» **WORK TO BE COMPLETED**:
Going down the listing below, print exactly each line from the one with "ok so i need the box for red and" up to and including the one with "ok so i need the box for rear reflector", and skip the rest.

» **SUPPLIED DATA**:
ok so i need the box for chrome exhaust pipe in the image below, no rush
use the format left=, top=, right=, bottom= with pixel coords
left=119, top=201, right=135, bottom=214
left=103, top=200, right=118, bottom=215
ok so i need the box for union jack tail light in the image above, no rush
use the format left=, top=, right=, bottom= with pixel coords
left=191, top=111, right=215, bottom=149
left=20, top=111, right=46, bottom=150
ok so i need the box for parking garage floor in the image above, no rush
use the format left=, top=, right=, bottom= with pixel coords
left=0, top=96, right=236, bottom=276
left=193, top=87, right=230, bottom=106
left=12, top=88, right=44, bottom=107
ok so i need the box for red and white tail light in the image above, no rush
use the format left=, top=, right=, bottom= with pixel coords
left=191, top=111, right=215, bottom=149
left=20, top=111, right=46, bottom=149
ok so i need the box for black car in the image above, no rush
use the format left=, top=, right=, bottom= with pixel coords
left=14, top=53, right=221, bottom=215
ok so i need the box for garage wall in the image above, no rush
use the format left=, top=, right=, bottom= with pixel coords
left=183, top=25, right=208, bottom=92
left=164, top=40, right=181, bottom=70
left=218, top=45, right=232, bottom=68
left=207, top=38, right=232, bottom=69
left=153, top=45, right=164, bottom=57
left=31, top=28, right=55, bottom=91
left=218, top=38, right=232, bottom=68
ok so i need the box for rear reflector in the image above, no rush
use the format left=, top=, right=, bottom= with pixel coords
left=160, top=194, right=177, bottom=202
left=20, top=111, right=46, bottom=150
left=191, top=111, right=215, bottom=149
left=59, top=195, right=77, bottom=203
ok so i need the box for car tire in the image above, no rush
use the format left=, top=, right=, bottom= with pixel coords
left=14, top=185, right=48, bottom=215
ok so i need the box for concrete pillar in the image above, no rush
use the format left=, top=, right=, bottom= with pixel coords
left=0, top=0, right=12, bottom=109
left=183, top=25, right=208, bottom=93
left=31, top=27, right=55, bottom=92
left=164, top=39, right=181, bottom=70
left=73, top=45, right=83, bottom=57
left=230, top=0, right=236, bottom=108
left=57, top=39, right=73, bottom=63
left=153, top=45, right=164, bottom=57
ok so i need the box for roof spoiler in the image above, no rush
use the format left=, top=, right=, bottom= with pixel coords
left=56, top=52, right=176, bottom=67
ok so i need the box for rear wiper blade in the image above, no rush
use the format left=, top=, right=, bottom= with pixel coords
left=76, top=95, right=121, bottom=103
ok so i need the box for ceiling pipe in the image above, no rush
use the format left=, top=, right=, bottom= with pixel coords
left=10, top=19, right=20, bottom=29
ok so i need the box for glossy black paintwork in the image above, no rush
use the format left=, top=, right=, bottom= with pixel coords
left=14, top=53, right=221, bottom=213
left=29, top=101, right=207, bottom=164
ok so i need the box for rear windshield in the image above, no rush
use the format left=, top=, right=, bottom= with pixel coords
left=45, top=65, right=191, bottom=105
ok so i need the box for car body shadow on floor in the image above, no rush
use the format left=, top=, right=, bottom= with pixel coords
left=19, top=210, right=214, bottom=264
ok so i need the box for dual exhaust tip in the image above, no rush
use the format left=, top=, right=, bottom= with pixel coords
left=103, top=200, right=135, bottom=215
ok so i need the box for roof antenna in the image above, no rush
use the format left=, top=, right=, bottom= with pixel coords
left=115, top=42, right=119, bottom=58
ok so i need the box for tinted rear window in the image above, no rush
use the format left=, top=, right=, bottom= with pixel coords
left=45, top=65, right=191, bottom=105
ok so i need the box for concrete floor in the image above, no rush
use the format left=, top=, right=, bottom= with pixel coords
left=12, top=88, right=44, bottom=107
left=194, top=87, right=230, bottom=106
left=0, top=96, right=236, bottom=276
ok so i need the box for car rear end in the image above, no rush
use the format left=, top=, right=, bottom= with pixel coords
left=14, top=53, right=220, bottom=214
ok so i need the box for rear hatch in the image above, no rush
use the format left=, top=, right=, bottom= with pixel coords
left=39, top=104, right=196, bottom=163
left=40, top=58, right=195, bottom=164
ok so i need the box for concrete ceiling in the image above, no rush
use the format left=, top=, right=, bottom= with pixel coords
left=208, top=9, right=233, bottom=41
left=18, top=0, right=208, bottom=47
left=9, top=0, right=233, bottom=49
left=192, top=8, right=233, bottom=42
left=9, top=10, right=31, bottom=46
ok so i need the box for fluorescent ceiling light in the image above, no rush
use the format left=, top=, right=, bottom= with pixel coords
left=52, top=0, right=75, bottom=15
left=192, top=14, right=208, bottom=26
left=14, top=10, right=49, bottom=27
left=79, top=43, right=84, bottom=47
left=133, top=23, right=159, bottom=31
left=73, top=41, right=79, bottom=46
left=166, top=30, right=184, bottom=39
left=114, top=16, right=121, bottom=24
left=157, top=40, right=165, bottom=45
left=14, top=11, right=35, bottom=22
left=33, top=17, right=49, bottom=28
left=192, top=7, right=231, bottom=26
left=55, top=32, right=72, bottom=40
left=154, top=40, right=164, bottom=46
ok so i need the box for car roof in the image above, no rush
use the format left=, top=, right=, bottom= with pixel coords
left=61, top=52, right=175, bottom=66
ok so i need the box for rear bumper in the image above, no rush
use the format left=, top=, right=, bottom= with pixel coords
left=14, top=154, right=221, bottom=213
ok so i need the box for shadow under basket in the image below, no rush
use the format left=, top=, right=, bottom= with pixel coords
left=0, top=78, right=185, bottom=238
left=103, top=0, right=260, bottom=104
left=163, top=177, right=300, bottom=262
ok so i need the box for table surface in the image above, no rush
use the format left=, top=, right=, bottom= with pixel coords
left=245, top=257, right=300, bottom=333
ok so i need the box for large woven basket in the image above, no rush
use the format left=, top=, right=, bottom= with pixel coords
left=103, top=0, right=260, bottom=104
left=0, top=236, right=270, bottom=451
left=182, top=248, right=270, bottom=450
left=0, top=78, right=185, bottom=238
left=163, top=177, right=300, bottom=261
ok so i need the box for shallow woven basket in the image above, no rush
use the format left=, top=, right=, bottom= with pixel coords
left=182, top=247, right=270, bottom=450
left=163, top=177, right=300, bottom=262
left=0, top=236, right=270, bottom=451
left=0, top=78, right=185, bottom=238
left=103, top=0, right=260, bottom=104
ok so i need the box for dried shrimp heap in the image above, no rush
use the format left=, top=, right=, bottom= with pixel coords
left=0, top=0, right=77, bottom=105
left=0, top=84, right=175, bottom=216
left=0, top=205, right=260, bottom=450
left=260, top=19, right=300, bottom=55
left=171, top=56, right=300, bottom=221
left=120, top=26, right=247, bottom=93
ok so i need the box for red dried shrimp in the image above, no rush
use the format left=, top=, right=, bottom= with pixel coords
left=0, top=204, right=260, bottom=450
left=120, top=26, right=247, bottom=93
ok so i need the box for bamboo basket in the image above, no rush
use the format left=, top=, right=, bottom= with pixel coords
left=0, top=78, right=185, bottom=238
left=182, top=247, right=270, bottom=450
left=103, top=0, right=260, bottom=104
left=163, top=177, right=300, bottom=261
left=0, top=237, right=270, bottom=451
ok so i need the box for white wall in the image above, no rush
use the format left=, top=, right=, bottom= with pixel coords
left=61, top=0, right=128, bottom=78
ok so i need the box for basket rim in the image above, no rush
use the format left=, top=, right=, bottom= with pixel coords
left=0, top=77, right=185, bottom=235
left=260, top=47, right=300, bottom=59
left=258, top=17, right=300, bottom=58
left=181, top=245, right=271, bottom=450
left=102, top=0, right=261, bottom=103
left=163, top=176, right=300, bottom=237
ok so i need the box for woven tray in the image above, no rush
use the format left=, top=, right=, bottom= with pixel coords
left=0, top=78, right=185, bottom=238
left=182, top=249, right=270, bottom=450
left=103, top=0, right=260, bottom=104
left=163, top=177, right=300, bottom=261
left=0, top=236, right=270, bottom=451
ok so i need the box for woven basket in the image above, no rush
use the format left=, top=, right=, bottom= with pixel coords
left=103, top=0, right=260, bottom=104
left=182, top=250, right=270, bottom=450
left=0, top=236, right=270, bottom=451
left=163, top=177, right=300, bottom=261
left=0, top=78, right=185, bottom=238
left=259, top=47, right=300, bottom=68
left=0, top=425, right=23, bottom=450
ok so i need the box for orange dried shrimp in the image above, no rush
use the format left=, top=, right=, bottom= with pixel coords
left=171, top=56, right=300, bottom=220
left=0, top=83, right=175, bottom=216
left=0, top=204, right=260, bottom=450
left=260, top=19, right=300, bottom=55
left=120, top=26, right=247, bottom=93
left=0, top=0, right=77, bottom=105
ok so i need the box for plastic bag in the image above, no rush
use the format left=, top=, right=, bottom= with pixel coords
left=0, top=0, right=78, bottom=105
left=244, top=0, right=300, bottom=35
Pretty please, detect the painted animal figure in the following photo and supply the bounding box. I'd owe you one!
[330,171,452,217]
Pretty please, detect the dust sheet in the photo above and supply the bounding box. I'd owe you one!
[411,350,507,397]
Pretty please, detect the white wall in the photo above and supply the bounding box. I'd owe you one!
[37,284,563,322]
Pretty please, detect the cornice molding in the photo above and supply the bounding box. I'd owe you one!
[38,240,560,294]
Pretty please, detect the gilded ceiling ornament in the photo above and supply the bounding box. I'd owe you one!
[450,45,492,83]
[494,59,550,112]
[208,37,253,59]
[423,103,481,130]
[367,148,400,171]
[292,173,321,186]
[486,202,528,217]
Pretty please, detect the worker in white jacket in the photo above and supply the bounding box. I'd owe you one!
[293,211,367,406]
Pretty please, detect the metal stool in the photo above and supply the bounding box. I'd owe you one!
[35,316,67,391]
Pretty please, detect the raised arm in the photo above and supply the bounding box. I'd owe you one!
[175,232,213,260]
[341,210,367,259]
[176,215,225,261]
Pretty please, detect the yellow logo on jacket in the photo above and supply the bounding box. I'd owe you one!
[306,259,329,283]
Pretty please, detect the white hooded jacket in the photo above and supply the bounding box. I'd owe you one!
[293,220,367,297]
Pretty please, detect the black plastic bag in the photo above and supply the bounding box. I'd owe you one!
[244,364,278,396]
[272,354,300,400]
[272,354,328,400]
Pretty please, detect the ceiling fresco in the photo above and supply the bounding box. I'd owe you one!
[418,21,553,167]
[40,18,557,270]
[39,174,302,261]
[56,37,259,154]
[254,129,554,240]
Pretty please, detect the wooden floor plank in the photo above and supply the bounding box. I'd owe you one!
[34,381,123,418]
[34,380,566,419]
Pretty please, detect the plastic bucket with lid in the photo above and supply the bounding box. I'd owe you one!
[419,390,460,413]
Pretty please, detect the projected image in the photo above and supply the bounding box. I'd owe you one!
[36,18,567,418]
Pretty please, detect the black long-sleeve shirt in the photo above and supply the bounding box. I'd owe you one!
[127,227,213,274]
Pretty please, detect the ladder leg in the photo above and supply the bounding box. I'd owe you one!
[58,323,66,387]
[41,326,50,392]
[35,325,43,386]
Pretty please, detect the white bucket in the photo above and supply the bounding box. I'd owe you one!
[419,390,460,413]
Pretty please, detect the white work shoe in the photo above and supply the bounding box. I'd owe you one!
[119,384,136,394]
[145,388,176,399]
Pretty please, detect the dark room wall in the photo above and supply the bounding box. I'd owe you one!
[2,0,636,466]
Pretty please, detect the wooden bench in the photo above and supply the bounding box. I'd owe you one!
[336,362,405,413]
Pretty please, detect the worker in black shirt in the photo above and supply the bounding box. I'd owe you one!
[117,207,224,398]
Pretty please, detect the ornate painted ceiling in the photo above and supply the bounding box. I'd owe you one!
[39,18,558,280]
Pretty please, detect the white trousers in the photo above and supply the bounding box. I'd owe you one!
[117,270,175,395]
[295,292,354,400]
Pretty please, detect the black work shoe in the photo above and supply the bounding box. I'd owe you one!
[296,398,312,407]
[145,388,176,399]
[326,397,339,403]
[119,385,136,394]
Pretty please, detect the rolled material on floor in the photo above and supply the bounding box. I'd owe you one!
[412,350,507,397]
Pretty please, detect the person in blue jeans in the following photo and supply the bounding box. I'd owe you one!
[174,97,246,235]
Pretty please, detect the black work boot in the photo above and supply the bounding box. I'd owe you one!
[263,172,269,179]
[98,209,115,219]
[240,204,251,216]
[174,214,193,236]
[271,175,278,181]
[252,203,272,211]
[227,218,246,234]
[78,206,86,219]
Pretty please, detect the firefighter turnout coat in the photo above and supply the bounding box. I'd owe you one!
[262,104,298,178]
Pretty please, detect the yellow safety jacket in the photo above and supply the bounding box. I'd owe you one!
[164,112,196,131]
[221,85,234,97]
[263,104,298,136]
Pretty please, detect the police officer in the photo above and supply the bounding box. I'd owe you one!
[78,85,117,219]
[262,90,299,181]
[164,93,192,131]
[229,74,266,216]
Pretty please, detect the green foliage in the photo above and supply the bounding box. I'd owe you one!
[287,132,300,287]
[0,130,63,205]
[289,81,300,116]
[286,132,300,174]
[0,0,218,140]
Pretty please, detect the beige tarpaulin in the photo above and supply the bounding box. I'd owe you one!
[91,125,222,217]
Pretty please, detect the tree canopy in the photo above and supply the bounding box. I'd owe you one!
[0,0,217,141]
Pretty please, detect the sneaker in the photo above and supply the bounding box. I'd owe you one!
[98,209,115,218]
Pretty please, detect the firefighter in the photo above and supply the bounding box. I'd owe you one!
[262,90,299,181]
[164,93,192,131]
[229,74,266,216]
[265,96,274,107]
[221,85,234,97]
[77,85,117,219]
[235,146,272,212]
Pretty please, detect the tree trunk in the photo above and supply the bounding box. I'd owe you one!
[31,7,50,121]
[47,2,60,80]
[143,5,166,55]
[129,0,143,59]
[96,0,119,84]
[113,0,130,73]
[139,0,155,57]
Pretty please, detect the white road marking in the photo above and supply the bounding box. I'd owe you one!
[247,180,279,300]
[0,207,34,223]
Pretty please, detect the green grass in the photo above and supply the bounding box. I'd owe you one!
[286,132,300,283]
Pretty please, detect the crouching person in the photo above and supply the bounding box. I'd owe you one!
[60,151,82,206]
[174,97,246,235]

» **RESULT FOR THIS EXERCISE**:
ok so i need the box for red and white tail light in the image above, no rush
use the format left=, top=, right=, bottom= with pixel coords
left=191, top=111, right=215, bottom=149
left=20, top=111, right=46, bottom=149
ok so i need the box for black car in the image above, no rush
use the format left=, top=, right=, bottom= with pixel coords
left=14, top=53, right=221, bottom=215
ok so i need the box for garage wall in the image above, no rush
use the format left=, top=, right=, bottom= with pixel coords
left=183, top=25, right=208, bottom=92
left=164, top=40, right=181, bottom=70
left=218, top=45, right=232, bottom=68
left=207, top=38, right=232, bottom=69
left=153, top=45, right=164, bottom=57
left=31, top=28, right=55, bottom=91
left=218, top=38, right=232, bottom=68
ok so i need the box for rear reflector in the image above, no rush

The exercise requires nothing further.